# Records to use

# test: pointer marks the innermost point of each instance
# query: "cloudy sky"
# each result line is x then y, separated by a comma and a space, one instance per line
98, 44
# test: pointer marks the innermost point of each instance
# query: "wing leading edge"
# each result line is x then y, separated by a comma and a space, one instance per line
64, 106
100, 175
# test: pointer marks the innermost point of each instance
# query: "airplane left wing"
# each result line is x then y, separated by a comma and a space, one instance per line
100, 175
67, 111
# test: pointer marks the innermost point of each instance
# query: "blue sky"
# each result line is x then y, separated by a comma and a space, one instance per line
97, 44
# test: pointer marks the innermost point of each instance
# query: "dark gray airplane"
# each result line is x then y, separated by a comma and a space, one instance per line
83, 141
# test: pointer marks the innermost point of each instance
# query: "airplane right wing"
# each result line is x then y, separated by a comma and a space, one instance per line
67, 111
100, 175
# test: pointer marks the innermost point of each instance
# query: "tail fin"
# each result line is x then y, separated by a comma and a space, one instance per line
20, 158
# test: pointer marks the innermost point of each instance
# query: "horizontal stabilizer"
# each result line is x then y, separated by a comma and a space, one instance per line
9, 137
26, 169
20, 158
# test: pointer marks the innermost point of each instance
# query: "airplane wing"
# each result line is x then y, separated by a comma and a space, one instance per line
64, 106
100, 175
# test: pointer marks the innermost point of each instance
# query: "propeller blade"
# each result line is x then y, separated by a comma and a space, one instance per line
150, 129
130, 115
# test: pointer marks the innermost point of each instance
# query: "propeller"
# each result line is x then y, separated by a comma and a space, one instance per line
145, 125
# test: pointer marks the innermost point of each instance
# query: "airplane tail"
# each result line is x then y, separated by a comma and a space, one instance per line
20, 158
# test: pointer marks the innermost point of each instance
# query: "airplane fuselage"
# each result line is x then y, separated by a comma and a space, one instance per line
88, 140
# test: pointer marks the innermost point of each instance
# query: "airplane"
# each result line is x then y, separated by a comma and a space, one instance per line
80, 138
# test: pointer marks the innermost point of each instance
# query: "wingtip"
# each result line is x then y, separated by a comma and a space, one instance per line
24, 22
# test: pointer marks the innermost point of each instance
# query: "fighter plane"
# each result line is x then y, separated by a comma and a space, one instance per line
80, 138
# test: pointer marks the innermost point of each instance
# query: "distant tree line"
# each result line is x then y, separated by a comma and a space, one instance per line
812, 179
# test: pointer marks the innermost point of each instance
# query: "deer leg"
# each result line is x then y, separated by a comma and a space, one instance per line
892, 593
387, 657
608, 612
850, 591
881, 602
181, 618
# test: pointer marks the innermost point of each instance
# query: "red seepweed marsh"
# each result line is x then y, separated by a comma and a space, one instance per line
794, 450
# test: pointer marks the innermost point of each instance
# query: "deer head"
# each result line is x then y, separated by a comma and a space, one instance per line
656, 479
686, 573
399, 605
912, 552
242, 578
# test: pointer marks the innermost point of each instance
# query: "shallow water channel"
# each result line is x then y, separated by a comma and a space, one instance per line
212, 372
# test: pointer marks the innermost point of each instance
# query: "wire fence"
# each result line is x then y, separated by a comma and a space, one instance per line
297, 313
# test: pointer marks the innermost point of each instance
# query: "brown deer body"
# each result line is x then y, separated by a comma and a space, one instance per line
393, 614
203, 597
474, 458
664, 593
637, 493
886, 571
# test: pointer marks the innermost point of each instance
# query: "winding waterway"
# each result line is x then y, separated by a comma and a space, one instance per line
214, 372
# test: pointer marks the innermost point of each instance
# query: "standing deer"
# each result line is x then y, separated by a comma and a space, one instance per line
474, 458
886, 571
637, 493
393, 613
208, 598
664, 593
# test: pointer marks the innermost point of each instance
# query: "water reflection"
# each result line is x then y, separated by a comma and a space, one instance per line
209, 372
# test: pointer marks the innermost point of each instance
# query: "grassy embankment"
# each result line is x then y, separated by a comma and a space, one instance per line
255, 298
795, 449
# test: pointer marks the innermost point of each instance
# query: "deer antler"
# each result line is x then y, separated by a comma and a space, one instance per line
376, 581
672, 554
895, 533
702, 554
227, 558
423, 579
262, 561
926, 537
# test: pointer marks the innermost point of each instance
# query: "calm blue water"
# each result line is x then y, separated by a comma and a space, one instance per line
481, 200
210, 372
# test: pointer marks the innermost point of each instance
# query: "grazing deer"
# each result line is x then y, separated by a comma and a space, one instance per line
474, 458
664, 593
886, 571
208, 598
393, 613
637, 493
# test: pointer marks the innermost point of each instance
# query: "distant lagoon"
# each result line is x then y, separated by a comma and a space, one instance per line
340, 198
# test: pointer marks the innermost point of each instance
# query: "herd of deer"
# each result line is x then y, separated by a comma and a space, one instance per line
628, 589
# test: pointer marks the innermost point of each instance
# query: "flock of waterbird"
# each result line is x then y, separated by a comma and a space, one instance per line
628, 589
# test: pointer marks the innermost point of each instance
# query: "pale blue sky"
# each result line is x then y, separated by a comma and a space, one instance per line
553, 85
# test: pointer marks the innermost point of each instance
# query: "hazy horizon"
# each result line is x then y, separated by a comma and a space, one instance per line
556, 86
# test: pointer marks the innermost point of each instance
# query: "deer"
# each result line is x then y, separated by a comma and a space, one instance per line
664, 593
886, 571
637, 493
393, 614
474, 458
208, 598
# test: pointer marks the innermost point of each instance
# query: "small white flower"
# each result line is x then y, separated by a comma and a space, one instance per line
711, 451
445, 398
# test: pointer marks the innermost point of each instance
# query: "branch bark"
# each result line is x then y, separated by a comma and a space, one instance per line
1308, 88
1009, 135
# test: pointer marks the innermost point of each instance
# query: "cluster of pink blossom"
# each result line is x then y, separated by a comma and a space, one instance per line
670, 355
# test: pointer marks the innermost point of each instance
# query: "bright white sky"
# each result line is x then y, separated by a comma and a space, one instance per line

# Exercise details
Using the listing above, please repeat every entry exactly.

# Finished task
# test: pointer marks the innermost point of each instance
# query: "cloudy sky"
# each result line is x then y, separated by a comma and a space, one instance per line
98, 44
# test: pointer marks the innermost point of each instance
# query: "wing leading edge"
# each result line is x then y, separated by a comma and a space, one instance per line
64, 106
100, 175
# test: pointer marks the innermost point of each instance
# query: "airplane left wing"
# each result line is x then y, separated by a comma and a space, one instance per line
100, 175
67, 111
# test: pointer marks the innermost point of each instance
# query: "blue sky"
# each result line is x then y, separated by a comma and a space, one instance per line
97, 44
# test: pointer marks the innermost point of each instance
# query: "dark gray airplane"
# each result line is x then y, separated by a comma and a space, one instance per line
83, 141
# test: pointer marks the innermost point of each instance
# query: "airplane right wing"
# each result line is x then y, separated by a comma and a space, one instance per line
67, 111
100, 175
# test: pointer marks the innermost point of each instance
# query: "tail fin"
# each result line is x then y, separated by a comma and a space, one instance per line
20, 158
# test: pointer marks the innermost point of each instance
# query: "horizontal stabilizer"
# each result line is x then y, separated by a comma and a space, one instance per line
9, 137
26, 169
20, 158
# test: pointer marks the innermost point of each instance
# query: "airplane wing"
# each result line is x then y, separated by a comma and a space, one instance per line
64, 106
100, 175
# test: pointer marks the innermost point of each instance
# query: "propeller blade"
# each result line is x then y, separated by a comma and a space, one instance per line
150, 129
130, 115
# test: pointer marks the innermost point of each instance
# query: "propeller"
# each result line is x then y, separated by a comma and a space, one instance per line
145, 125
# test: pointer marks the innermost point of each instance
# query: "airplane tail"
# each result line is x then y, separated by a comma and a space, one instance per line
20, 158
# test: pointer marks the innermost point of each instance
# query: "airplane fuselage"
# each result line is x then y, separated by a comma and a space, one instance per line
88, 140
# test: pointer marks the innermost point of each instance
# query: "airplane"
# each result line is x then y, separated by a comma and a space, one instance per line
80, 138
# test: pointer marks the innermost point of each instance
# query: "wingtip"
# each result line is x then y, separated by a comma and a space, one instance per line
24, 22
# test: pointer marks the innermost point of each instance
# query: "fighter plane"
# each result line is x then y, separated by a comma and a space, one instance per line
80, 138
# test: pointer marks the innermost point of each instance
# query: "distant tree line"
# each result line is x then y, separated by a comma and a space, one instance per line
812, 179
# test: pointer marks the innermost point of each instance
# query: "deer leg"
# each result line is x then y, separated by a comma and a space, one instance per line
892, 593
387, 657
608, 612
850, 591
881, 602
181, 618
# test: pointer marks the innermost point of each instance
# query: "red seepweed marsh"
# each result line is x then y, separated by a comma and a space, one instance per line
794, 450
# test: pointer marks the innermost point of each instance
# query: "deer head"
# each result line is x then y, separated by a comma and a space, one instance per line
656, 479
686, 573
399, 605
912, 552
242, 578
# test: pointer marks the innermost point of each instance
# query: "shallow water channel"
# each result line is x then y, separated by a comma and a space, one instance per line
212, 372
# test: pointer marks the innermost point of each instance
# query: "wire fence"
# each result line is x then y, separated by a comma and a space, one instance per line
297, 313
# test: pointer marks the innermost point of each instance
# query: "brown deer body"
# each result line is x then y, separated by a comma and a space, one instance per line
393, 614
203, 597
474, 458
664, 593
637, 493
886, 571
# test: pointer marks the innermost point of each instance
# query: "winding waterway"
# each result line is x then y, separated by a comma and a space, one instance per line
214, 372
# test: pointer marks the innermost point of each instance
# query: "standing deer"
# each result line is x then y, separated by a comma and a space, one instance per line
474, 458
886, 571
637, 493
393, 613
208, 598
664, 593
# test: pointer marks the innermost point of each instance
# query: "water reflection"
# each result line is x then y, separated by a comma and a space, one instance per line
209, 372
# test: pointer marks the innermost point of each instance
# query: "grassy embankment"
# each result line is x then y, separated by a comma and a space, one instance per line
255, 298
795, 449
# test: pointer marks the innermost point of each instance
# query: "deer antler"
# each result line is x then y, separated by a comma and a space, one instance per line
376, 581
672, 554
895, 533
702, 554
227, 558
423, 579
262, 561
926, 537
# test: pointer marks the innermost point of each instance
# query: "calm blue water"
# each result line is x then y, separated by a comma and a space, one instance per line
481, 200
210, 372
# test: pointer marks the innermost point of each instance
# query: "grazing deer"
# each result line is x then y, separated by a comma and a space, one instance per line
474, 458
664, 593
886, 571
208, 598
393, 613
637, 493
# test: pointer marks the innermost point of each instance
# query: "distant lagoon"
# each result line is x then y, separated by a comma and a space, one instance per line
340, 198
# test: pointer marks the innermost point of each instance
# query: "herd of deer"
# each result line is x then y, separated by a comma and a space, one instance per line
628, 589
# test: pointer marks the innermost point of each instance
# query: "flock of waterbird"
# each result line is x then y, separated by a comma and a space, one instance per line
628, 589
# test: pointer marks the innermost point of each instance
# query: "pale blue sky"
# each result line is x then y, separated by a comma and a space, one instance per line
553, 85
# test: pointer marks the innermost point of each instance
# query: "hazy horizon"
# each result line is x then y, separated by a comma and a space, one instance per line
556, 86
# test: pointer marks the innermost point of each instance
# query: "deer"
# each result line is x then y, separated by a comma and a space, one instance per line
664, 593
886, 571
637, 493
393, 614
474, 458
208, 598
# test: pointer marks the innermost point of each instance
# query: "small white flower"
# each result line is x then y, separated by a comma and a space, one instance per line
711, 451
445, 398
# test: pointer marks the innermost point of each instance
# query: "branch bark"
# each result line is x then y, separated by a comma and a space, one instance per line
1308, 88
1009, 135
# test: pointer marks the innermost point of each instance
# query: "cluster of pink blossom"
# each result line is x then y, separated by a comma and a space, one instance per line
670, 355
# test: pointer marks the innermost point of each instance
# query: "bright white sky"
# each result line is x then y, separated by a comma and a space, one instance per line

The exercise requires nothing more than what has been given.